— BEGIN —
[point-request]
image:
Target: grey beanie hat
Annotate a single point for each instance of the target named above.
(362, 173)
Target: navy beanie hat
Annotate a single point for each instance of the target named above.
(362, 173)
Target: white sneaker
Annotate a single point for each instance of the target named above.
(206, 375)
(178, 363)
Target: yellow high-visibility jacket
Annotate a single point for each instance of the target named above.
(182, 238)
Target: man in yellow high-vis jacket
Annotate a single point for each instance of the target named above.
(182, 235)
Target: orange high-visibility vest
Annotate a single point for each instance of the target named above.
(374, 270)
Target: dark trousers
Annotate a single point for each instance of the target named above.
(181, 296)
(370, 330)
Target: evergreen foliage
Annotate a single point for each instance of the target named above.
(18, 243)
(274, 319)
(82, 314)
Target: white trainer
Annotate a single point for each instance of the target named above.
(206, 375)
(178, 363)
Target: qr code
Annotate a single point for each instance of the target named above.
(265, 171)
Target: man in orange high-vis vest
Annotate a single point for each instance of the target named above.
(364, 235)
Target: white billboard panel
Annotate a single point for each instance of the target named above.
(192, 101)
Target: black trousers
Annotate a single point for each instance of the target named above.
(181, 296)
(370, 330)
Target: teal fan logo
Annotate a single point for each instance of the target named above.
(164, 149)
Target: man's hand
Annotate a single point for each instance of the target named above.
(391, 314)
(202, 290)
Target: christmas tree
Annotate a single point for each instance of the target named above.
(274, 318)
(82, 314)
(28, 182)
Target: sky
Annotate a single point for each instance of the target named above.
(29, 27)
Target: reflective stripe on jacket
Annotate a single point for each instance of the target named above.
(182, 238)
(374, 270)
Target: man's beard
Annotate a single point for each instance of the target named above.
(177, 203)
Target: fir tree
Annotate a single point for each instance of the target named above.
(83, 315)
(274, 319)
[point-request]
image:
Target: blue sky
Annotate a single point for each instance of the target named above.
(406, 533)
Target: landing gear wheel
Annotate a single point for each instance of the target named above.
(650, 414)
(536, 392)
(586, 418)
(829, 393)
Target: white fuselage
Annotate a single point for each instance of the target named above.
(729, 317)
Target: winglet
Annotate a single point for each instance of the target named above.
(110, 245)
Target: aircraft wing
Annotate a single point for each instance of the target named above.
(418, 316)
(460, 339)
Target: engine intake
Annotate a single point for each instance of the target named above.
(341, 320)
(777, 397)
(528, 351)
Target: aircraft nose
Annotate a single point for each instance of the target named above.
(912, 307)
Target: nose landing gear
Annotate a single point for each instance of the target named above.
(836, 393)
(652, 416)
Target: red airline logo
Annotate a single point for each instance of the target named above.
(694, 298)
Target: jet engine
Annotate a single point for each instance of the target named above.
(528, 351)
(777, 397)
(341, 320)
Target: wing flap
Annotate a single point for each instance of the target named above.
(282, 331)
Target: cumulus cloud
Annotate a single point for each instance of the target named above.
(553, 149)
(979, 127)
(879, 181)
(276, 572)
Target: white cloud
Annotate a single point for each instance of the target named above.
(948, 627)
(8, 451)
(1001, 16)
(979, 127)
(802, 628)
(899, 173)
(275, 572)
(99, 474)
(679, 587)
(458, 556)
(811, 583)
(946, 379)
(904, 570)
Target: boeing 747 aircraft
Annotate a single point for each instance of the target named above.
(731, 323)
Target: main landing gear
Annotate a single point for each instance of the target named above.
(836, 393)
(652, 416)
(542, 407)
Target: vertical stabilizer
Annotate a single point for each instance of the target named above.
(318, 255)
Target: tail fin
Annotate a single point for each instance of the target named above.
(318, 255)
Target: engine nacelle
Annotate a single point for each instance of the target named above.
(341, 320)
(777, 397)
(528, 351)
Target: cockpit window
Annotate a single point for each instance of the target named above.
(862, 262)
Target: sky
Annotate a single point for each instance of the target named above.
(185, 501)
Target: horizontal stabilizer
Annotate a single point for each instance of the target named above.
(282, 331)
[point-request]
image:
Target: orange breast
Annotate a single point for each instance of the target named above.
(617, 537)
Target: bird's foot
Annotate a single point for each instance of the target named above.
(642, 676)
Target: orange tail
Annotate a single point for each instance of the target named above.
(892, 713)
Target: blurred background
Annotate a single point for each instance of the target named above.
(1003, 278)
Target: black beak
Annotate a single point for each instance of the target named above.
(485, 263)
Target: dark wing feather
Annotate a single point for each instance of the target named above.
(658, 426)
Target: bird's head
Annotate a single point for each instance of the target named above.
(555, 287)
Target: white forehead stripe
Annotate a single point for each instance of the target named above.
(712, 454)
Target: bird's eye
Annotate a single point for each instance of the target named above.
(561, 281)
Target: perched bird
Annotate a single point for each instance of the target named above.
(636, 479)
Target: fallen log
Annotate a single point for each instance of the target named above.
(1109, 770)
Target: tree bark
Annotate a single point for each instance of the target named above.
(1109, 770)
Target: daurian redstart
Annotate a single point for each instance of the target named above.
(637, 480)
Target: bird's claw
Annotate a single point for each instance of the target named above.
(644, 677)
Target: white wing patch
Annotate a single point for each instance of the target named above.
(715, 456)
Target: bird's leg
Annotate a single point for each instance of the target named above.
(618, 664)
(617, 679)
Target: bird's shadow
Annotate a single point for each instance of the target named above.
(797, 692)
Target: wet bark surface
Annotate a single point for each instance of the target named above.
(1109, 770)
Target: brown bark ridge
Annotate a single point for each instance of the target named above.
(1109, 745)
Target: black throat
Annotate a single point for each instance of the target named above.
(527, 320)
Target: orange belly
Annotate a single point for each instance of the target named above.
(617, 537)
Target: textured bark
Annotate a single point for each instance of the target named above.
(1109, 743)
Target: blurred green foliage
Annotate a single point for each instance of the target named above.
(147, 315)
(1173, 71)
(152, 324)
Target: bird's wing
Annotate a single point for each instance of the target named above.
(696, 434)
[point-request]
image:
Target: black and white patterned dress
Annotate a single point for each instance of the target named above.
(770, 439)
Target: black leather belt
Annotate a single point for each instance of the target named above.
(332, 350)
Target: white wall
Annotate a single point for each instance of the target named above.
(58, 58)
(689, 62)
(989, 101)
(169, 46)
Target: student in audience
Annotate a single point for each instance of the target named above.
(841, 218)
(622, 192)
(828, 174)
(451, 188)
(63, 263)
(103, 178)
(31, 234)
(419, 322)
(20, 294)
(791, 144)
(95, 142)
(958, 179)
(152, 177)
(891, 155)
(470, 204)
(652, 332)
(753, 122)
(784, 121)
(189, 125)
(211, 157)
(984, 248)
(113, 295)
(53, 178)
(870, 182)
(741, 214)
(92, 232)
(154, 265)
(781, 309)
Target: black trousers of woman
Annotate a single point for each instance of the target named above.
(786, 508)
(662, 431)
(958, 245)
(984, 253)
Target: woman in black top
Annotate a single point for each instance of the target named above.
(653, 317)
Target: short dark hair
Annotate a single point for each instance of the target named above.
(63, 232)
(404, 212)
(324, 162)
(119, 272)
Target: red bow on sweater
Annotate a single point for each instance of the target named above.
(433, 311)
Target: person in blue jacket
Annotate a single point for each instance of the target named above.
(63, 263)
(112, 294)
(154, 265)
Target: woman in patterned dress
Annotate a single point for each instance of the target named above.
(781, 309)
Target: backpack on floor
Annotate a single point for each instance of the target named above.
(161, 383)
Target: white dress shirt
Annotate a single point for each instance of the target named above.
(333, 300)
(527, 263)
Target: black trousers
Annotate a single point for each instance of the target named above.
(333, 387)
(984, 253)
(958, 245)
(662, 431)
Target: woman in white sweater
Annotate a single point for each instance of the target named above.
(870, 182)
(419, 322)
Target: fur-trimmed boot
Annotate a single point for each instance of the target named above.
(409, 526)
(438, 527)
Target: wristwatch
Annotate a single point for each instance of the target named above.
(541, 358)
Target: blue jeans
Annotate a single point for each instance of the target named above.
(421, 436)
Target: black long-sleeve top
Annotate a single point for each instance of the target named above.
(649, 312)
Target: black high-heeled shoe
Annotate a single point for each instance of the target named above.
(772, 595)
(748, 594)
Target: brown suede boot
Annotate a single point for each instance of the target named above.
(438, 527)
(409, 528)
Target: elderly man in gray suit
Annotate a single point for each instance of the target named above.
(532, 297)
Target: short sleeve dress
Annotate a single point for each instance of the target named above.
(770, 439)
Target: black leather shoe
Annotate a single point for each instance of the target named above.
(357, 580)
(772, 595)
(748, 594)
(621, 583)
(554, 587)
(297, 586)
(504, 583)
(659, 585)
— END —
Starting with the line that contains "Target: black long-sleeve top", output every line through the end of the listing above, unchanged.

Target: black long-sleeve top
Annotate a single point for each instance of the target named above.
(649, 312)
Target: black high-heeled shoe
Annotate a single point for each instance of the target named above.
(772, 595)
(748, 594)
Target: brown suede boot
Annotate a single point for each instance of the target named above.
(438, 527)
(409, 528)
Target: elderly man in gray suit
Annotate a single point for each instance of the target named above.
(532, 297)
Target: short sleeve dress
Annotate a single point for each instance of the target named above.
(770, 439)
Target: black leather shoe
Annotate a single point for each instance of the target named above.
(357, 580)
(772, 595)
(748, 594)
(621, 583)
(554, 587)
(297, 586)
(504, 583)
(659, 585)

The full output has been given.